Task objective: Format every line of all the items below as a Markdown table with the columns Row (a sequential row number) and Line (the line text), skipping blank lines. Exclude the pictures from the output.

Records for the task:
::::
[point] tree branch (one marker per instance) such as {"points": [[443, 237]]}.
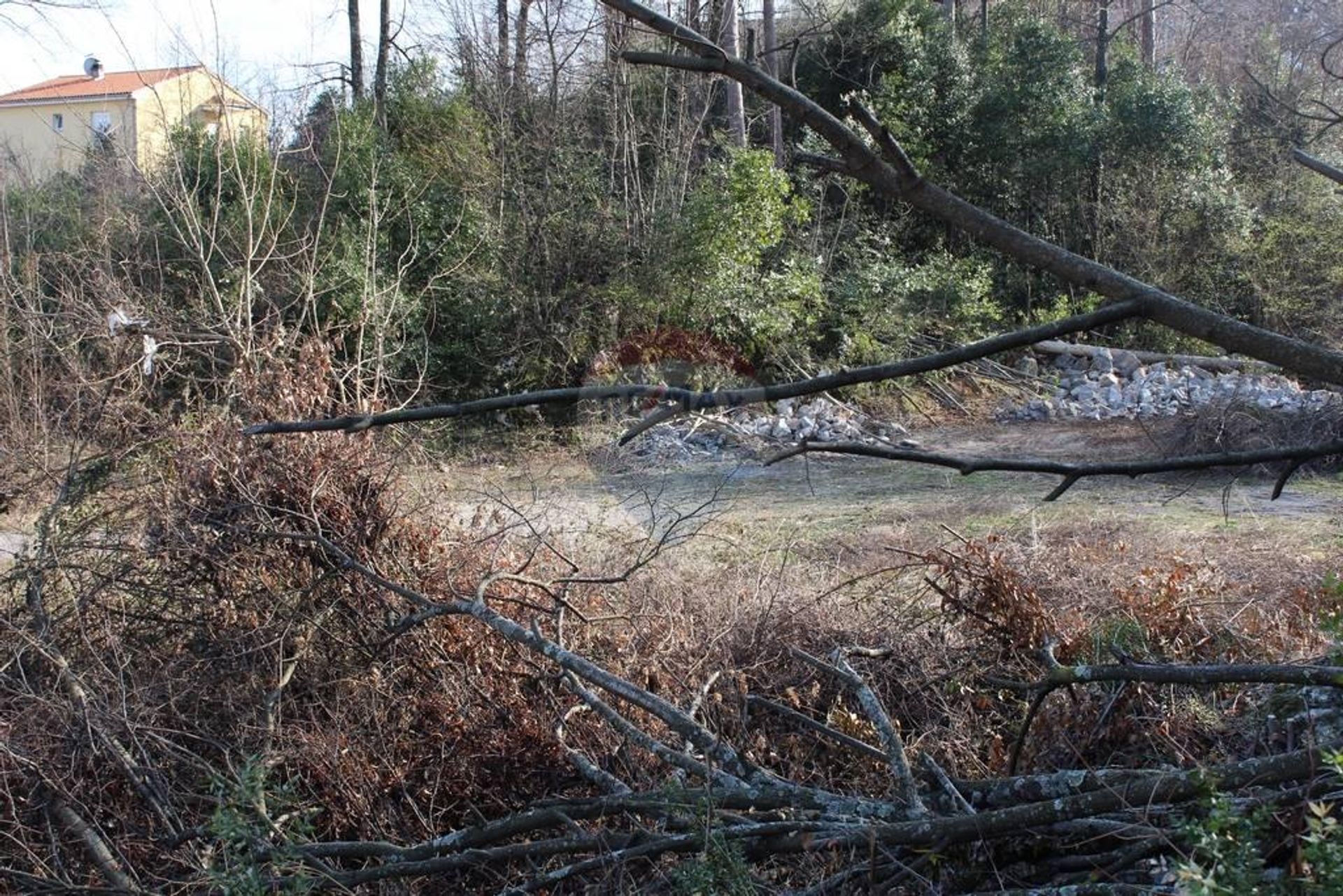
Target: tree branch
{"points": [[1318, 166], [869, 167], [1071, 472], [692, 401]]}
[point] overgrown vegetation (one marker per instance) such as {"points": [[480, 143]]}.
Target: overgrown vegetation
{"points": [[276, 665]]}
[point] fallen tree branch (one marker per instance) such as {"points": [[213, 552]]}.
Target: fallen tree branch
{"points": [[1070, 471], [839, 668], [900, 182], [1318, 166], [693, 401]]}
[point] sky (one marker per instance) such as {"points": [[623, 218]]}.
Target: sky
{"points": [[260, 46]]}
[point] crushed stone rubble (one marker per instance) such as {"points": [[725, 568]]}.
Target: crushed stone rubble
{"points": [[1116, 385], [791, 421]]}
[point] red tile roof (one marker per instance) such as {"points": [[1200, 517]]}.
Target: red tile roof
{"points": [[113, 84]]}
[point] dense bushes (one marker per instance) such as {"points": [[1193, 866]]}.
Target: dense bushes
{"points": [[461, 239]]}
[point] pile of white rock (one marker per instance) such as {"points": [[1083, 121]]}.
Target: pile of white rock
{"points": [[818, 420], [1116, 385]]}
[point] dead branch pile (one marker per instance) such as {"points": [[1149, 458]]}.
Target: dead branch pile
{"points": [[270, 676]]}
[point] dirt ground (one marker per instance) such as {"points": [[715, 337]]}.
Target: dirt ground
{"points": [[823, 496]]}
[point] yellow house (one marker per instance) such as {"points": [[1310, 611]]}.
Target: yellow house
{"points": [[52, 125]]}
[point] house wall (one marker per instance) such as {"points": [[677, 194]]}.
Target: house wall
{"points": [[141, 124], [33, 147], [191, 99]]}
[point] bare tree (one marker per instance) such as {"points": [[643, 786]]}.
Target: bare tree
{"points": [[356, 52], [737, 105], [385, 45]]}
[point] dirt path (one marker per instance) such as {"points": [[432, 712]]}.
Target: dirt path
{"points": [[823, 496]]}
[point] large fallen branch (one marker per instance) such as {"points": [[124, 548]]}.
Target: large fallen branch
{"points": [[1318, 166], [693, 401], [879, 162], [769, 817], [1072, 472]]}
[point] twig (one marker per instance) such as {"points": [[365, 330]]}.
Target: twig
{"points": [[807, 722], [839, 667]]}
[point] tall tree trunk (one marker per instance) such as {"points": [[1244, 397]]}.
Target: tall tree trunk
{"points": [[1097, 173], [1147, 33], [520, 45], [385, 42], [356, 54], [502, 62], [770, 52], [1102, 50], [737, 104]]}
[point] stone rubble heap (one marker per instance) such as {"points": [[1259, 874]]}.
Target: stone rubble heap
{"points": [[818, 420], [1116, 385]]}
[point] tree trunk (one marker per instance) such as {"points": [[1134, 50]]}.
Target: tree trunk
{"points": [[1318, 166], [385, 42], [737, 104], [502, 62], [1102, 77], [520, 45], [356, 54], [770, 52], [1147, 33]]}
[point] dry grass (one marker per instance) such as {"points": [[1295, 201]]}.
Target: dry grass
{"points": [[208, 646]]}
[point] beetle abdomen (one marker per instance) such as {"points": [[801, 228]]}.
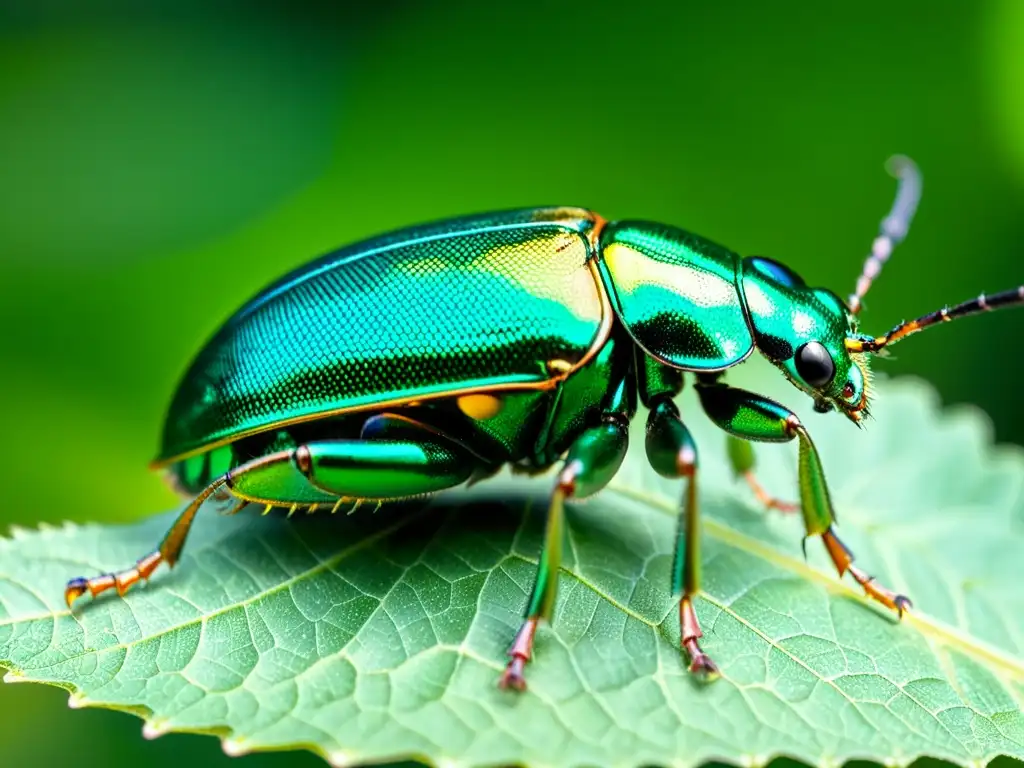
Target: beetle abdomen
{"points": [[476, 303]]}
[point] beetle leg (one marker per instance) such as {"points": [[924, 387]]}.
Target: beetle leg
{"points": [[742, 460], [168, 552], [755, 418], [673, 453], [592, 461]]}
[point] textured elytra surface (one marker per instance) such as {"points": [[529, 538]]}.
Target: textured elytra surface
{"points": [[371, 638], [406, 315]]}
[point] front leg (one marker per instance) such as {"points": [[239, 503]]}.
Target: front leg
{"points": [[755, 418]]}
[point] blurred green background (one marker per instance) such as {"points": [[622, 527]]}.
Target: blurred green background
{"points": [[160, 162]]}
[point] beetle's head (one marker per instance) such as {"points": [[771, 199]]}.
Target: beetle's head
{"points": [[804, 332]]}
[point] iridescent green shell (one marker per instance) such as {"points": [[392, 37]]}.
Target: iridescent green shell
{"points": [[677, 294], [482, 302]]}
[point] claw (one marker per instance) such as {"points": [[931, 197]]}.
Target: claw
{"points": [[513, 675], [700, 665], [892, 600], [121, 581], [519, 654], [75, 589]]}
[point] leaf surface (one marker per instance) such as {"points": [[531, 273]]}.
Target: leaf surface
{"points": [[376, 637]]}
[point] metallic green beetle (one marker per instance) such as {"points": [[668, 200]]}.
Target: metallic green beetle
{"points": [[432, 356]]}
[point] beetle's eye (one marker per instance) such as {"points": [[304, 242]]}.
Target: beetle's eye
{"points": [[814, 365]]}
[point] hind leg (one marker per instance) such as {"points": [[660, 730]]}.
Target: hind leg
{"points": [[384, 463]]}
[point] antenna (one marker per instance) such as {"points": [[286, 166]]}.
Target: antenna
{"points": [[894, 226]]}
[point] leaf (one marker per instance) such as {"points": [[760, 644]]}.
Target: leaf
::::
Answer to this exercise:
| Row | Line |
|---|---|
| 1 | [point] tree branch (one marker per instance) such as {"points": [[443, 237]]}. |
| 2 | Target: tree branch |
| 3 | {"points": [[1318, 166], [869, 167], [1071, 472], [692, 401]]} |
| 4 | [point] overgrown vegetation (one marker per instance) such as {"points": [[480, 143]]}. |
| 5 | Target: overgrown vegetation |
| 6 | {"points": [[276, 665]]} |
| 7 | [point] fallen tree branch (one marker per instance) such as {"points": [[213, 552]]}. |
| 8 | Target: fallen tree branch |
| 9 | {"points": [[1070, 471], [839, 668], [900, 182], [1318, 166], [693, 401]]} |
| 10 | [point] sky (one marker per instance) such as {"points": [[623, 218]]}. |
| 11 | Target: sky |
| 12 | {"points": [[260, 46]]} |
| 13 | [point] crushed stone rubble (one marker per instance) such as {"points": [[725, 568]]}. |
| 14 | Target: crushed stone rubble |
| 15 | {"points": [[1116, 385], [791, 421]]} |
| 16 | [point] red tile roof (one marker per instance) such as {"points": [[1200, 517]]}. |
| 17 | Target: red tile roof |
| 18 | {"points": [[113, 84]]} |
| 19 | [point] dense bushes (one marker per instance) such as {"points": [[1193, 866]]}. |
| 20 | Target: dense bushes |
| 21 | {"points": [[461, 239]]} |
| 22 | [point] pile of white rock (one marker per instance) such as {"points": [[1083, 121]]}. |
| 23 | Target: pile of white rock |
| 24 | {"points": [[818, 420], [1116, 385]]} |
| 25 | [point] dead branch pile (one marker per instance) such as {"points": [[1149, 458]]}. |
| 26 | Target: dead branch pile |
| 27 | {"points": [[270, 676]]} |
| 28 | [point] dirt ground (one marker per instance) such as {"points": [[715, 337]]}. |
| 29 | Target: dirt ground |
| 30 | {"points": [[823, 496]]} |
| 31 | [point] yellow house (one marker per instance) such as {"points": [[1310, 611]]}. |
| 32 | Target: yellow house |
| 33 | {"points": [[52, 125]]} |
| 34 | [point] house wall (one marker per instance) such as {"points": [[677, 194]]}. |
| 35 | Target: house wall |
| 36 | {"points": [[141, 124], [33, 147], [191, 99]]} |
| 37 | [point] bare tree (one marker per instance) such as {"points": [[643, 786]]}. |
| 38 | Target: bare tree |
| 39 | {"points": [[356, 52], [737, 105], [385, 45]]} |
| 40 | [point] dirt path (one marker per instance) such as {"points": [[432, 712]]}. |
| 41 | Target: dirt path |
| 42 | {"points": [[823, 496]]} |
| 43 | [point] large fallen branch (one marker per instance) such as {"points": [[124, 548]]}. |
| 44 | Target: large fallen branch |
| 45 | {"points": [[1318, 166], [693, 401], [879, 162], [769, 817], [1072, 472]]} |
| 46 | [point] twig (one marker per instance) such as {"points": [[365, 330]]}. |
| 47 | Target: twig |
| 48 | {"points": [[807, 722], [839, 667]]} |
| 49 | [point] tall tree trunk (one marker per instance) such as {"points": [[1244, 397]]}. |
| 50 | Target: tall tree trunk |
| 51 | {"points": [[1097, 173], [1147, 33], [520, 45], [385, 42], [356, 54], [502, 62], [770, 52], [1102, 50], [737, 104]]} |
| 52 | [point] stone rubble heap (one marker per instance) such as {"points": [[1259, 874]]}. |
| 53 | Target: stone rubble heap |
| 54 | {"points": [[818, 420], [1116, 385]]} |
| 55 | [point] tree trunk (one marker per instance) such as {"points": [[1134, 50]]}. |
| 56 | Target: tree trunk |
| 57 | {"points": [[1318, 166], [385, 42], [737, 104], [502, 62], [1102, 77], [520, 45], [356, 54], [770, 52], [1147, 33]]} |
| 58 | [point] dry grass (one marker per instance) such as {"points": [[1295, 201]]}. |
| 59 | Target: dry grass |
| 60 | {"points": [[208, 646]]} |
| 61 | [point] beetle abdomen (one marker per instance) such as {"points": [[801, 228]]}. |
| 62 | Target: beetle abdomen |
| 63 | {"points": [[476, 303]]} |
| 64 | [point] beetle leg (one marker per instance) such as {"points": [[924, 387]]}. |
| 65 | Target: beetle leg |
| 66 | {"points": [[742, 460], [168, 552], [755, 418], [673, 453], [592, 461]]} |
| 67 | [point] textured elytra surface (one marker per instance) such as {"points": [[529, 538]]}. |
| 68 | Target: textured elytra surface |
| 69 | {"points": [[371, 638], [406, 315]]} |
| 70 | [point] front leg (one marker per instance) such as {"points": [[239, 503]]}. |
| 71 | Target: front leg |
| 72 | {"points": [[755, 418]]} |
| 73 | [point] blurred green background (one marker per instance) such as {"points": [[622, 527]]}. |
| 74 | Target: blurred green background |
| 75 | {"points": [[160, 162]]} |
| 76 | [point] beetle's head (one marker per instance) such as {"points": [[771, 199]]}. |
| 77 | Target: beetle's head |
| 78 | {"points": [[804, 332]]} |
| 79 | [point] iridescent green shell (one marker per instance) such as {"points": [[392, 37]]}. |
| 80 | Target: iridescent green shell |
| 81 | {"points": [[677, 294], [482, 302]]} |
| 82 | [point] claw (one marker per instance) such as {"points": [[931, 197]]}. |
| 83 | Target: claw |
| 84 | {"points": [[513, 675], [700, 665], [892, 600], [121, 581], [519, 654], [75, 589]]} |
| 85 | [point] leaf surface (one marker per instance) such as {"points": [[531, 273]]}. |
| 86 | Target: leaf surface |
| 87 | {"points": [[376, 637]]} |
| 88 | [point] metallic green beetle (one marker per instance) such as {"points": [[668, 200]]}. |
| 89 | Target: metallic green beetle |
| 90 | {"points": [[432, 356]]} |
| 91 | [point] beetle's eye (one marker per instance) such as {"points": [[304, 242]]}. |
| 92 | Target: beetle's eye |
| 93 | {"points": [[814, 365]]} |
| 94 | [point] hind leg (one marker per instance) such as {"points": [[660, 730]]}. |
| 95 | Target: hind leg |
| 96 | {"points": [[384, 463]]} |
| 97 | [point] antenna (one marker per instance) such as {"points": [[286, 166]]}. |
| 98 | Target: antenna |
| 99 | {"points": [[894, 226]]} |
| 100 | [point] leaf (one marker per instance) such as {"points": [[760, 644]]}. |
| 101 | Target: leaf |